__Problem to work on__: Could you gather every line below that contains the word "leaf", copying each one in full? Case matters.

[Pointing records for named objects]
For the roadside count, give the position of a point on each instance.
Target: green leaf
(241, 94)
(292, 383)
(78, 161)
---
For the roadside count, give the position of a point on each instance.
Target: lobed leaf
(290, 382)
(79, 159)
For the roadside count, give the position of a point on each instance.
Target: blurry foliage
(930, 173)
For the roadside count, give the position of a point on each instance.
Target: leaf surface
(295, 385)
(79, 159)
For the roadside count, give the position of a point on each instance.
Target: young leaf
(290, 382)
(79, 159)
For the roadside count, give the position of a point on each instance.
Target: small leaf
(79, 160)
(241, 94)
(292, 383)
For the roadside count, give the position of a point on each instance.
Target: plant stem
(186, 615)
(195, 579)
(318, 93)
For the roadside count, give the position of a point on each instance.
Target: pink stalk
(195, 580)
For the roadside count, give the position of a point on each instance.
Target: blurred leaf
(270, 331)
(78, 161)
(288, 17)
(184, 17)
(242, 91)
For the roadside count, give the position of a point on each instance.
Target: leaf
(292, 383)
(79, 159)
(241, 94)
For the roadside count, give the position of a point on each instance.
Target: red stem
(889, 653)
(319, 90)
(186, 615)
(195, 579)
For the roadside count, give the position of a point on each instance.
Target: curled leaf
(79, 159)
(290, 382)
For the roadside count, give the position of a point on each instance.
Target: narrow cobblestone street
==
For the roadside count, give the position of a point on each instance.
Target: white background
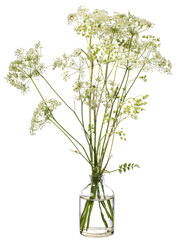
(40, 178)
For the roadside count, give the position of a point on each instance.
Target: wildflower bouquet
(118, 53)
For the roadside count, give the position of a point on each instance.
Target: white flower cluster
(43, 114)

__Written answer__:
Target: green leaf
Target: lobed leaf
Target: leaf surface
Target: young leaf
Target: small leaf
Target: blurred leaf
Target: leaf
Target: curled leaf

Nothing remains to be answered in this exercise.